EXERCISE GOAL:
Reproduce the data below word for word, from the line containing "segment green lawn, each instance" down through the last line, including both ends.

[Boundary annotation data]
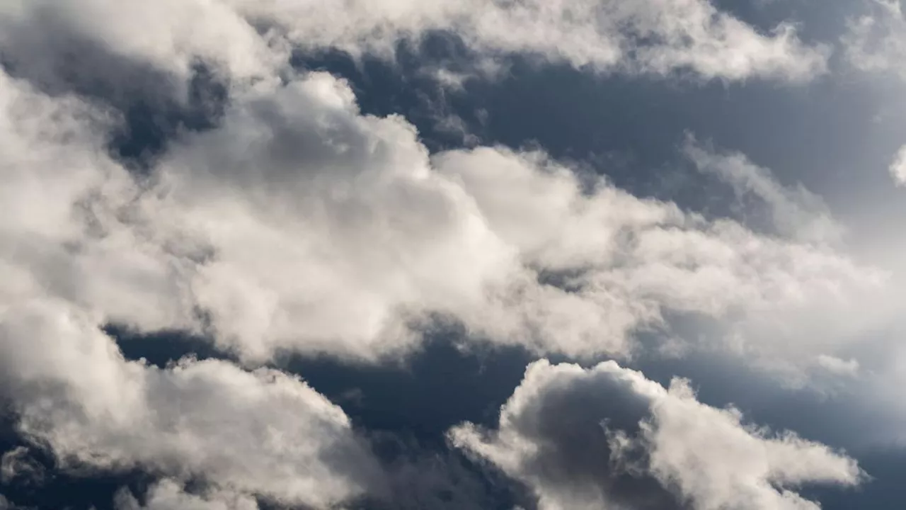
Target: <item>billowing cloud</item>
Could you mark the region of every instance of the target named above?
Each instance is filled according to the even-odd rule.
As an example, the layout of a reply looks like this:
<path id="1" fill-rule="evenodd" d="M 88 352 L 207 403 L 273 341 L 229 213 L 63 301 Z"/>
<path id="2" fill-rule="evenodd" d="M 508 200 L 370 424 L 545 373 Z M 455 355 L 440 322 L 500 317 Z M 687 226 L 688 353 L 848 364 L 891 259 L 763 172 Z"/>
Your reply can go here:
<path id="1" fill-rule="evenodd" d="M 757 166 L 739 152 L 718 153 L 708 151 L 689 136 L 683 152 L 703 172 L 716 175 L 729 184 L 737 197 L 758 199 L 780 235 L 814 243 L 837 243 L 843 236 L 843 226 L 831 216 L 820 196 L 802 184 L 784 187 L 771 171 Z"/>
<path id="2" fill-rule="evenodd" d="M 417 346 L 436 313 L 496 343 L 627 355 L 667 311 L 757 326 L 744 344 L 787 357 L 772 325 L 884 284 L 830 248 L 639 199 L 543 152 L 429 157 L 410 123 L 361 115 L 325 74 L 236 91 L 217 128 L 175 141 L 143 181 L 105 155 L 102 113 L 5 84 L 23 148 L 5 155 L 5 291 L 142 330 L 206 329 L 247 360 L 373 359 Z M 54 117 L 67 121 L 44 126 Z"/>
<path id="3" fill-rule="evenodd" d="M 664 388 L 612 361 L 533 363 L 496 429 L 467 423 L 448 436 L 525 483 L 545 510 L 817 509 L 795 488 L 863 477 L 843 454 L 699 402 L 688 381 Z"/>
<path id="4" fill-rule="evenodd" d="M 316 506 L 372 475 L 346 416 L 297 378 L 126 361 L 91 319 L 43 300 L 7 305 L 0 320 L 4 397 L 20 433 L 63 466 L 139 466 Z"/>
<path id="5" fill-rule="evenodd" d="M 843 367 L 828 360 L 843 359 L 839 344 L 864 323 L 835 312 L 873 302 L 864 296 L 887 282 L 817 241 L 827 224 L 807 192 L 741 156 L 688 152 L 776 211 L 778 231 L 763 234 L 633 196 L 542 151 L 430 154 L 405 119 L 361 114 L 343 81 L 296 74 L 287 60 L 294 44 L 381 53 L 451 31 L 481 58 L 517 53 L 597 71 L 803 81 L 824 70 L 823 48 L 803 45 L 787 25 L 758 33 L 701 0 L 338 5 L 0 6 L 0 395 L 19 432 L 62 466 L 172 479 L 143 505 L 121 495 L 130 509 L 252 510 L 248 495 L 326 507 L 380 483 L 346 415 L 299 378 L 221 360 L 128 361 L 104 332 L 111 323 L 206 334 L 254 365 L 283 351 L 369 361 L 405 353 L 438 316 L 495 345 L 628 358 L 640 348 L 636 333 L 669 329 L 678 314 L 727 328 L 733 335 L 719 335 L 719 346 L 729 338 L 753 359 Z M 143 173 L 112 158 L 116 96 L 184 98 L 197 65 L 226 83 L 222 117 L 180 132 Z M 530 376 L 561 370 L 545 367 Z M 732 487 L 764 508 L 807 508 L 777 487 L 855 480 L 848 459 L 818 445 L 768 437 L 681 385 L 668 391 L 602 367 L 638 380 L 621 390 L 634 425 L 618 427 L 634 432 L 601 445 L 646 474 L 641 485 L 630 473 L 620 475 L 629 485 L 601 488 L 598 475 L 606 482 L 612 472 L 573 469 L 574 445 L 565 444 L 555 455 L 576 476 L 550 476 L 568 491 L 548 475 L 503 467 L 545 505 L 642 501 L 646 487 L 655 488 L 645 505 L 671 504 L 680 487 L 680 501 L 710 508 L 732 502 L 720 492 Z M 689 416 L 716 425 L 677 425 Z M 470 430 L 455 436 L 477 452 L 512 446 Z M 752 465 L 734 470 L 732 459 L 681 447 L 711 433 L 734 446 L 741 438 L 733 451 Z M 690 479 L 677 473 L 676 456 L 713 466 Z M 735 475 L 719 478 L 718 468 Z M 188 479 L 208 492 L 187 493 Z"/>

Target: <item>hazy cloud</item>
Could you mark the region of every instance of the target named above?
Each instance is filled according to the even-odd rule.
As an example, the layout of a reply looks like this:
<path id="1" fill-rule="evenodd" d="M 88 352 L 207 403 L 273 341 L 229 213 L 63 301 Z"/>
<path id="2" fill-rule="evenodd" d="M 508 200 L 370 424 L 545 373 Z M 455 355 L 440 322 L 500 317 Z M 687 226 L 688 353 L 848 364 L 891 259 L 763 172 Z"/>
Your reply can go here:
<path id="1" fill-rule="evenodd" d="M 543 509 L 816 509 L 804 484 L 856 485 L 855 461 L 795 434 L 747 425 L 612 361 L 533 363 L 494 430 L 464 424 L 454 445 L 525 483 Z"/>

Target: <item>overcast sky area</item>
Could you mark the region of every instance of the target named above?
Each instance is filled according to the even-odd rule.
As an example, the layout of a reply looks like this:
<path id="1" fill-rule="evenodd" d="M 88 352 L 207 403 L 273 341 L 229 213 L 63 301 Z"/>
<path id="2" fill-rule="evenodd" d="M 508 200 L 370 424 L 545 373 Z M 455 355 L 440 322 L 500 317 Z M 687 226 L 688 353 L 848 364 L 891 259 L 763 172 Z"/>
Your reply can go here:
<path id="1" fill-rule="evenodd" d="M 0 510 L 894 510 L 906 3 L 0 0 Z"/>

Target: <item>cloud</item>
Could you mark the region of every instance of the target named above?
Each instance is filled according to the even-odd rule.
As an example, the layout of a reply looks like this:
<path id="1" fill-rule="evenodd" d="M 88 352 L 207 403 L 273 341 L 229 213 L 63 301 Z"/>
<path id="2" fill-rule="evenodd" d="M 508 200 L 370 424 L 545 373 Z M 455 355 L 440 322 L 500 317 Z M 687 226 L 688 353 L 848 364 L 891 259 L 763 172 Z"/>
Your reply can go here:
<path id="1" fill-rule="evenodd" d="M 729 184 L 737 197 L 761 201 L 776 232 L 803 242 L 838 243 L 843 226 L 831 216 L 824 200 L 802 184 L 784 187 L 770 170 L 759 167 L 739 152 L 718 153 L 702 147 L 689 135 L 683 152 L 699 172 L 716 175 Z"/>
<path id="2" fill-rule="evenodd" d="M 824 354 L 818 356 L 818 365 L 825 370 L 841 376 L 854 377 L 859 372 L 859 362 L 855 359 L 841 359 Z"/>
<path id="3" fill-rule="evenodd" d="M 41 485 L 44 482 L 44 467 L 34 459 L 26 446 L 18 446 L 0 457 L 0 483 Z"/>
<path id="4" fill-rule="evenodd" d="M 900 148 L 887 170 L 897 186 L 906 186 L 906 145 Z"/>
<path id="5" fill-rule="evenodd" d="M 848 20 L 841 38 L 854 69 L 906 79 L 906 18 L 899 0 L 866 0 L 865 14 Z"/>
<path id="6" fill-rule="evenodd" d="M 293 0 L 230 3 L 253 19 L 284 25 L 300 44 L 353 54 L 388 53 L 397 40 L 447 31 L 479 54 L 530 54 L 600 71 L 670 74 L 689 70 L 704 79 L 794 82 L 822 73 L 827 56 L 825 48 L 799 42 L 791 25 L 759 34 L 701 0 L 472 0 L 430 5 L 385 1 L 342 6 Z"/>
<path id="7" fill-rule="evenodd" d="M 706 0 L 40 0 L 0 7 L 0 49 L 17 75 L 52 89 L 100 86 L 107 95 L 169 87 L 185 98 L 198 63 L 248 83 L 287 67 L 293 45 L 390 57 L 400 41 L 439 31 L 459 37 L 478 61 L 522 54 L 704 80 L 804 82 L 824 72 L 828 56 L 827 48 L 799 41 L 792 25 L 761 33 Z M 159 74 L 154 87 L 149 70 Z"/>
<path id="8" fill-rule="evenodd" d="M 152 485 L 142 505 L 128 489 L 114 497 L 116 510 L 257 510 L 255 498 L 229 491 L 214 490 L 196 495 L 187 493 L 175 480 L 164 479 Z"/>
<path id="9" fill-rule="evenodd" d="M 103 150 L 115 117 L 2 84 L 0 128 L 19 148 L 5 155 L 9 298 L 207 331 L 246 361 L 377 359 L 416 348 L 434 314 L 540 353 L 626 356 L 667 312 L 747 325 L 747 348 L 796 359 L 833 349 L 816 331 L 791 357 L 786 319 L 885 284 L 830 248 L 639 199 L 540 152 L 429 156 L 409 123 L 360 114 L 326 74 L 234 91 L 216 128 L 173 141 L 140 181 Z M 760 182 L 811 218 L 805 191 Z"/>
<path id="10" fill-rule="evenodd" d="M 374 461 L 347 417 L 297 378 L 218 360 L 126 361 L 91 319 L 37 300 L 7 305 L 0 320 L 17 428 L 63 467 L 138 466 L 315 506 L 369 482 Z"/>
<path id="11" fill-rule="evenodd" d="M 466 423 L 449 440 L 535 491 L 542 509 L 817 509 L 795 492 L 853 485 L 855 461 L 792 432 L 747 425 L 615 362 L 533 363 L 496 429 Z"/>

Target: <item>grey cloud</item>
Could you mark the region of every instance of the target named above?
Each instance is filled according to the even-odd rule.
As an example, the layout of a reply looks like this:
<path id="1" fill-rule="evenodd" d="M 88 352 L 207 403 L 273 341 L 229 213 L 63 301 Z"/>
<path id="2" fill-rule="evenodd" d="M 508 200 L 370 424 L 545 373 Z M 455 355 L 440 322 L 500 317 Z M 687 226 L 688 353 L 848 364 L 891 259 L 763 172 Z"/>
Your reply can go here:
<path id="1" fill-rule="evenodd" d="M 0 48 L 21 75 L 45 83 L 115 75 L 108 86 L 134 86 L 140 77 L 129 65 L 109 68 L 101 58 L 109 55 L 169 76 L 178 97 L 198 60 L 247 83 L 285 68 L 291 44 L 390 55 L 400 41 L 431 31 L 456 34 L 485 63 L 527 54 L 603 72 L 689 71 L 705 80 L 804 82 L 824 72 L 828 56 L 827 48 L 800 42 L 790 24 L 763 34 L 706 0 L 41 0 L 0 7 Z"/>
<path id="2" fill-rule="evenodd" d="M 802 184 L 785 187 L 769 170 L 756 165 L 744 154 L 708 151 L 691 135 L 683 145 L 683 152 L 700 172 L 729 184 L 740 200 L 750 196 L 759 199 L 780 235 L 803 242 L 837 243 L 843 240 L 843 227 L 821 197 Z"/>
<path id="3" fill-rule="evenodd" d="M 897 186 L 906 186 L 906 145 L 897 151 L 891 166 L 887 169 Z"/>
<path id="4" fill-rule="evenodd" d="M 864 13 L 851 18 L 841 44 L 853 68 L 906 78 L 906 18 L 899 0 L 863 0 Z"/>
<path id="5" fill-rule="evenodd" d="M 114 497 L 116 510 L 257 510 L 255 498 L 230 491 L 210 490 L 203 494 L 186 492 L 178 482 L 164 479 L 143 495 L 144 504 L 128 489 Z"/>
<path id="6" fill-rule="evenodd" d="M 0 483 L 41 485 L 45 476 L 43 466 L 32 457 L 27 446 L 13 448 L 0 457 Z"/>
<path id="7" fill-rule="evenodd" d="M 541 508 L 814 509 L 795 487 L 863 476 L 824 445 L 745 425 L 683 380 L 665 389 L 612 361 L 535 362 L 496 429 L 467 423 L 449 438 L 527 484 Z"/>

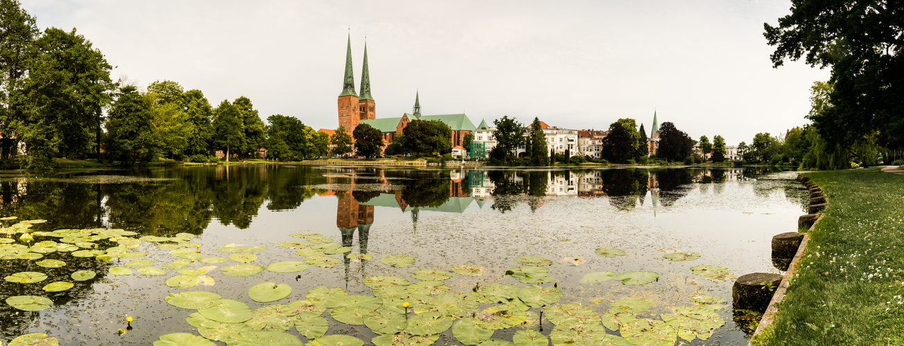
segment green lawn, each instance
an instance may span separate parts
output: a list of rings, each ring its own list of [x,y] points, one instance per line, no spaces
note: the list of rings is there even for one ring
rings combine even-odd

EXERCISE SOLUTION:
segment green lawn, each instance
an instance may span separate parts
output: a list of rings, each ring its own list of [x,y] points, one instance per line, no spaces
note: the list of rings is there even for one ring
rings combine even-odd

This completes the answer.